What you should do
Locate the line that contains "214, row 576.". Reproduce it and all following lines up to the end of the material, exactly and with nothing added.

Provided data

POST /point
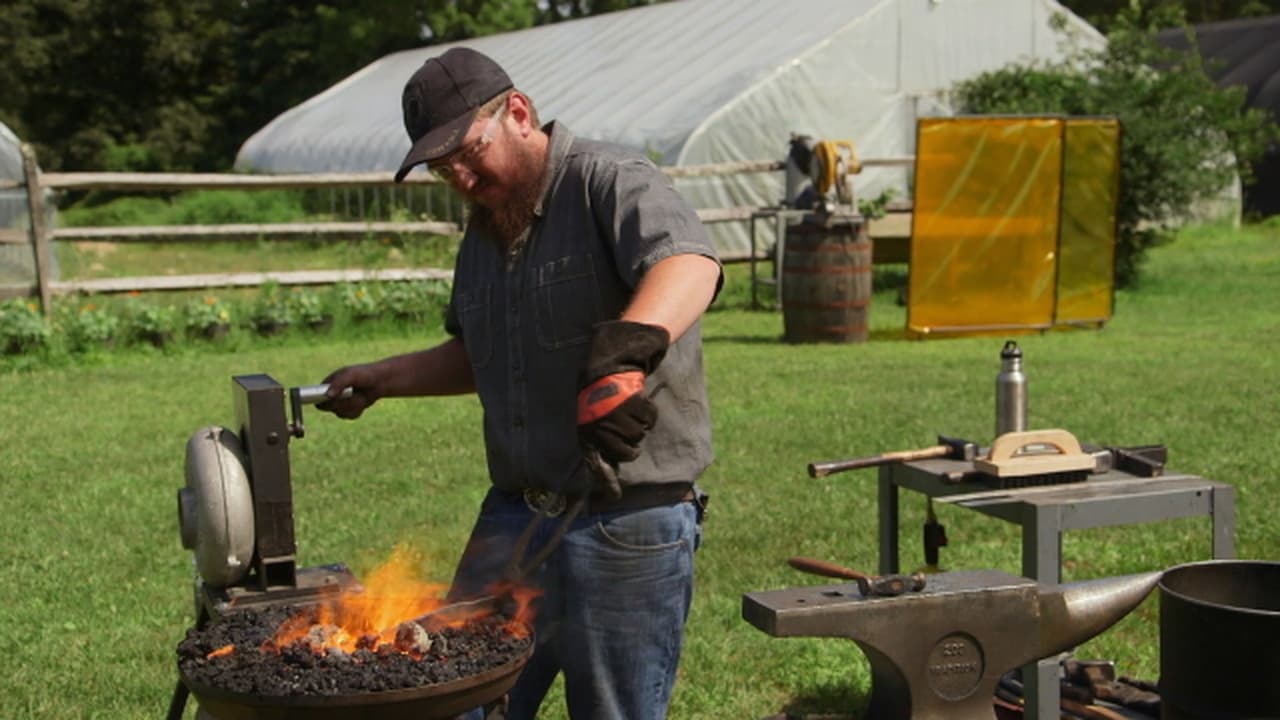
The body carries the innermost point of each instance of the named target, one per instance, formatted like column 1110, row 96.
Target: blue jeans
column 611, row 615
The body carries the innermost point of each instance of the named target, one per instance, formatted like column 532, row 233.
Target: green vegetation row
column 91, row 326
column 97, row 588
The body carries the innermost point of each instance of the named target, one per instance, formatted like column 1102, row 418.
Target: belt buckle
column 544, row 501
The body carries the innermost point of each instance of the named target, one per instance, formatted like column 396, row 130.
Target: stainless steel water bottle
column 1010, row 391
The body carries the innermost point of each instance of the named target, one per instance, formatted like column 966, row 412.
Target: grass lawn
column 97, row 592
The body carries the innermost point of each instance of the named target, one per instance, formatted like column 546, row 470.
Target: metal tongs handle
column 307, row 395
column 516, row 568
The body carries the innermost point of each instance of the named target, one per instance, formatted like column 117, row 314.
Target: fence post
column 39, row 232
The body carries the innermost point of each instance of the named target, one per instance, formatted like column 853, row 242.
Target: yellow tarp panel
column 1014, row 224
column 984, row 227
column 1086, row 272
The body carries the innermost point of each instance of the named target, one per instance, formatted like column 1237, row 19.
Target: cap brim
column 438, row 142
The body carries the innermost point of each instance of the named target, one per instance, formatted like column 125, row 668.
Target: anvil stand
column 1045, row 513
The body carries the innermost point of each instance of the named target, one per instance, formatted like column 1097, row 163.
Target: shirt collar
column 557, row 151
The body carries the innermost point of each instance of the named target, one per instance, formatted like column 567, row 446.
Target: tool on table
column 947, row 447
column 1143, row 460
column 1036, row 458
column 881, row 586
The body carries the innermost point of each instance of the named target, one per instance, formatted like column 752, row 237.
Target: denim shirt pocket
column 567, row 301
column 474, row 308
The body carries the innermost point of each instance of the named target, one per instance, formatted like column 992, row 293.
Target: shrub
column 22, row 327
column 88, row 327
column 361, row 301
column 1178, row 126
column 206, row 317
column 272, row 311
column 154, row 324
column 309, row 309
column 411, row 300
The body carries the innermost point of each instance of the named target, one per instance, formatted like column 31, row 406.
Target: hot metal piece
column 941, row 652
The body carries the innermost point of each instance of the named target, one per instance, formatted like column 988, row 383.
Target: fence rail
column 41, row 238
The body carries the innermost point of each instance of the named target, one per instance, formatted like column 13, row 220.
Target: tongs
column 513, row 573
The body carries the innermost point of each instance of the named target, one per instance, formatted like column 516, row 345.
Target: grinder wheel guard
column 307, row 687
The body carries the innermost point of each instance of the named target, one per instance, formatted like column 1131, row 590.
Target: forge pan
column 429, row 702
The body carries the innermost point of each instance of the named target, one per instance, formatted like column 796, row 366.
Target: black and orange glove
column 613, row 414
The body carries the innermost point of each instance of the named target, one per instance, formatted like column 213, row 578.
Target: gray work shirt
column 606, row 218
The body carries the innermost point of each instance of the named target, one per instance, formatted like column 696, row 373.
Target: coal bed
column 254, row 666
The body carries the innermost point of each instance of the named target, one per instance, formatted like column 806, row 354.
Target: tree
column 114, row 82
column 177, row 85
column 1180, row 132
column 1102, row 13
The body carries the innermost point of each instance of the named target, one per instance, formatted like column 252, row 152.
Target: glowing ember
column 373, row 615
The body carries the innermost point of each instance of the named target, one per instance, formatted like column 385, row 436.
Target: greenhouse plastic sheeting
column 1014, row 224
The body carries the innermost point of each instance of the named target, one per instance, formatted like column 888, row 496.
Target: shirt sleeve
column 645, row 219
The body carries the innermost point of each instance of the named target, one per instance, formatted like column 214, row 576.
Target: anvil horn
column 1074, row 613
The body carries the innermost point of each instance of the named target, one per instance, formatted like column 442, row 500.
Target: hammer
column 882, row 586
column 949, row 447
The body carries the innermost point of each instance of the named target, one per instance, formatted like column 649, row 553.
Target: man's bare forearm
column 675, row 292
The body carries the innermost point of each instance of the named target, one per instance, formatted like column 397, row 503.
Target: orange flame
column 371, row 614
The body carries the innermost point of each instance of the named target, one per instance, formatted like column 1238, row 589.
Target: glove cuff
column 621, row 346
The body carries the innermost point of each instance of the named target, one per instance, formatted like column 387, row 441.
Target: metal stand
column 1045, row 513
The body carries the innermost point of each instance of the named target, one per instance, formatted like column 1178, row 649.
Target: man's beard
column 510, row 220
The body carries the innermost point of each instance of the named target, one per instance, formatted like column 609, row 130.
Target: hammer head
column 959, row 449
column 890, row 586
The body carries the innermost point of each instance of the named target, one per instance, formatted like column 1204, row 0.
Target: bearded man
column 575, row 318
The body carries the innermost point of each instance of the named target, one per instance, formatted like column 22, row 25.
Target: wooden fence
column 41, row 237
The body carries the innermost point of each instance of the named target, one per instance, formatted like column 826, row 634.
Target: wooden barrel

Completed task
The body carries the innermost point of each instance of the named target, one per instance, formatted like column 214, row 576.
Target: anvil horn
column 1074, row 613
The body carries the innermost point of each instance of the named target, one per instance, formatted like column 442, row 500.
Target: hammer
column 882, row 586
column 949, row 447
The body carries the innermost point of each instance of the named target, one per instance, formatted like column 649, row 553.
Target: man's bare forearm
column 675, row 292
The body carries the innermost point of each instance of the named target, one per instance, formatted like column 397, row 503.
Target: orange flame
column 371, row 614
The body carries the innermost point of each instance of the named target, one per instance, formatted like column 1238, row 589.
Target: glove cuff
column 621, row 346
The body carries the innermost point of each instance of the named target, one per instance, formatted like column 387, row 441.
Target: metal stand
column 1045, row 513
The body carries the innermost point of each instance of the named target, one per instance, formatted like column 1178, row 649.
Target: man's beard
column 510, row 220
The body carries the innermost point of each instance of the named target, one per instance, formatted like column 609, row 130.
Target: hammer head
column 959, row 449
column 890, row 586
The body carries the innermost point of each instance of the named target, one per instance, formatted like column 1204, row 0.
Target: bearded man
column 575, row 318
The body carries the innermost point of each instance of the named target, one per instance, formatted like column 22, row 25.
Target: wooden fence
column 41, row 237
The body carries the innermost point of each instance of the named target, one per instance, formatted like column 826, row 634.
Target: wooden barrel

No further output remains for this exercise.